** BEGIN Excerpted records **
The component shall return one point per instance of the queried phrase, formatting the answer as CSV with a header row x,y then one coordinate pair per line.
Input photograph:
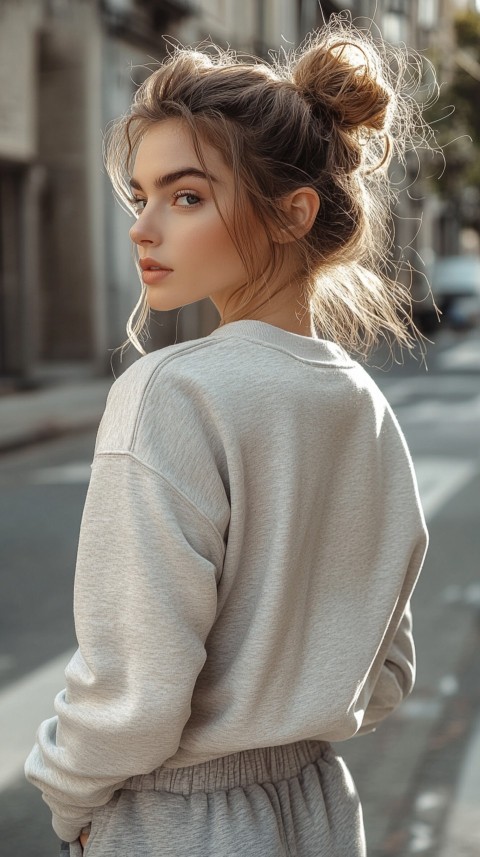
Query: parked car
x,y
455,282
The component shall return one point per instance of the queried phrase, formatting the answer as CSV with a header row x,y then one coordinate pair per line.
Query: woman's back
x,y
299,480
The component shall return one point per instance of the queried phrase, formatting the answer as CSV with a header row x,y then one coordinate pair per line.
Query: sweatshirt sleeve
x,y
396,678
145,600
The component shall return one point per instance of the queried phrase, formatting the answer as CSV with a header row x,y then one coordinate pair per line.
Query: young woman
x,y
252,532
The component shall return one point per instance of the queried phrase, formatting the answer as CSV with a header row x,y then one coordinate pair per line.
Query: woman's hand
x,y
84,839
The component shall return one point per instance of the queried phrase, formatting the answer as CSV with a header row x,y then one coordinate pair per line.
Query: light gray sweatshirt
x,y
250,541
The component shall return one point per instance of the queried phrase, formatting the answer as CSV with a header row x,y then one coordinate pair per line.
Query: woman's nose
x,y
143,232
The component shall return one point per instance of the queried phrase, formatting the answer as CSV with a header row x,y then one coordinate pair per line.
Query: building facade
x,y
67,69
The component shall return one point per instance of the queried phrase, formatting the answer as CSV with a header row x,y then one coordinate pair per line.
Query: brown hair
x,y
331,116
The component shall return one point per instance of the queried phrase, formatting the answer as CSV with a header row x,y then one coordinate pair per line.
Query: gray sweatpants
x,y
292,801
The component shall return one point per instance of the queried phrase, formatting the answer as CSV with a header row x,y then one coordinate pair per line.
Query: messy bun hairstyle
x,y
330,115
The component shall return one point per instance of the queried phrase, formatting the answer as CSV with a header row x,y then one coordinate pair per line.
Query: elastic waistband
x,y
261,765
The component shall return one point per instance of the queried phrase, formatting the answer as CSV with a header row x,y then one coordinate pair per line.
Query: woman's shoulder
x,y
158,393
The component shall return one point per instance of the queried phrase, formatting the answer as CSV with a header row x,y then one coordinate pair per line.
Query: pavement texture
x,y
31,416
76,405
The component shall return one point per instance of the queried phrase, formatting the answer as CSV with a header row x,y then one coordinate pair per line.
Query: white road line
x,y
462,834
23,705
76,472
441,412
439,478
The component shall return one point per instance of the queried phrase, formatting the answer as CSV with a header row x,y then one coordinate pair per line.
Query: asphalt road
x,y
405,772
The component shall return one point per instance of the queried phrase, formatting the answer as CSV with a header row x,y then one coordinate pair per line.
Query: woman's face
x,y
184,246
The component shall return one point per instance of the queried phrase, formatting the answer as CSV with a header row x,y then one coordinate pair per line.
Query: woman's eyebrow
x,y
170,178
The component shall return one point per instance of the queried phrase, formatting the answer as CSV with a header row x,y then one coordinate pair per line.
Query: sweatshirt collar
x,y
307,347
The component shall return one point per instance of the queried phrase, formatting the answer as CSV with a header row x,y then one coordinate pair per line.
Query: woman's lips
x,y
152,277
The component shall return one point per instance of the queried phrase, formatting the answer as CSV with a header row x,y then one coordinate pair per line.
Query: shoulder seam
x,y
128,453
150,380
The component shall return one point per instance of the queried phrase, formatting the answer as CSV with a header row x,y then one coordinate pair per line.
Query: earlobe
x,y
301,207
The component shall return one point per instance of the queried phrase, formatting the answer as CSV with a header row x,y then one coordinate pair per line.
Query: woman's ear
x,y
300,208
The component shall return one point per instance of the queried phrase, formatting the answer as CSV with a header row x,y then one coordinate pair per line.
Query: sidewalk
x,y
53,410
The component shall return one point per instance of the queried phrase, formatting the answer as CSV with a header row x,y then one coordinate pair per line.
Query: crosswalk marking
x,y
23,705
439,478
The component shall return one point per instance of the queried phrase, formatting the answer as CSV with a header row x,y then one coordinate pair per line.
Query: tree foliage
x,y
458,110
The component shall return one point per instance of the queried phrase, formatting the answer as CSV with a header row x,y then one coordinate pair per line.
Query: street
x,y
407,772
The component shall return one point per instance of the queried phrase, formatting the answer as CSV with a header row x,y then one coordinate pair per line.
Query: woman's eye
x,y
186,199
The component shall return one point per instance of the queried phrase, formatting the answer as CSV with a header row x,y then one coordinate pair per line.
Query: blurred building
x,y
67,68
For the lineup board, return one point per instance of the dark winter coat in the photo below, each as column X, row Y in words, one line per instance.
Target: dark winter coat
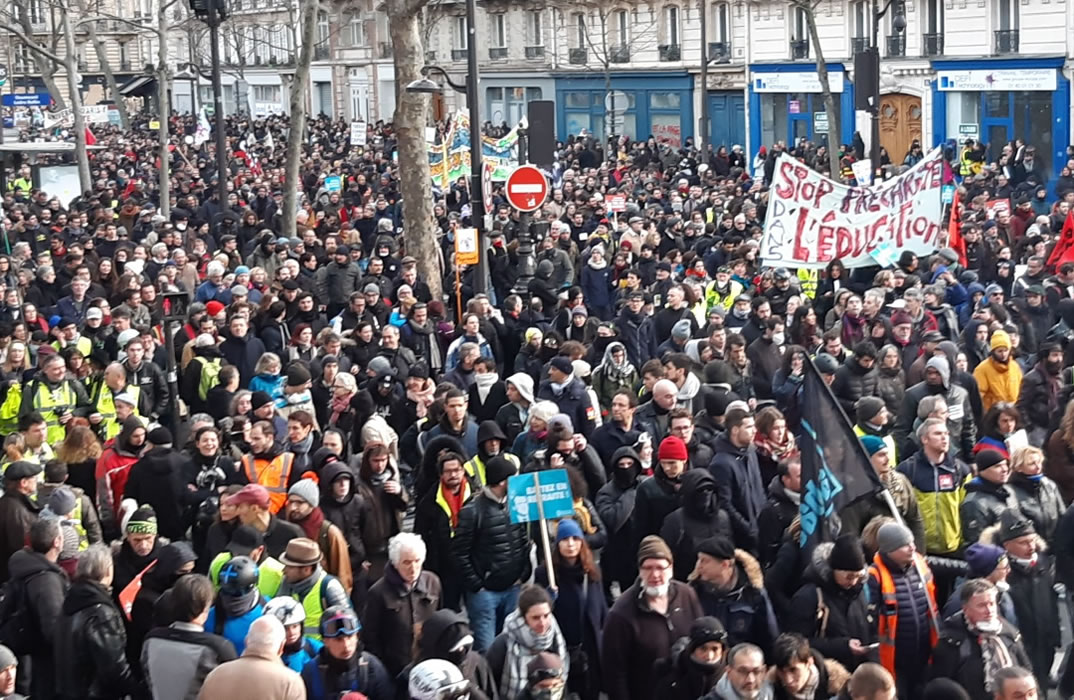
** END Excerpted records **
**Written instruction:** Locate every line in the material above that contains the word "woman", and copy each of those lines.

**Response below:**
Query: woman's back
Query: young woman
Query: woman's hand
Query: woman's nose
Query: woman's shoulder
Query: woman's face
Query: woman's eyebrow
Query: woman's lips
Query: woman's ear
Query: woman's eye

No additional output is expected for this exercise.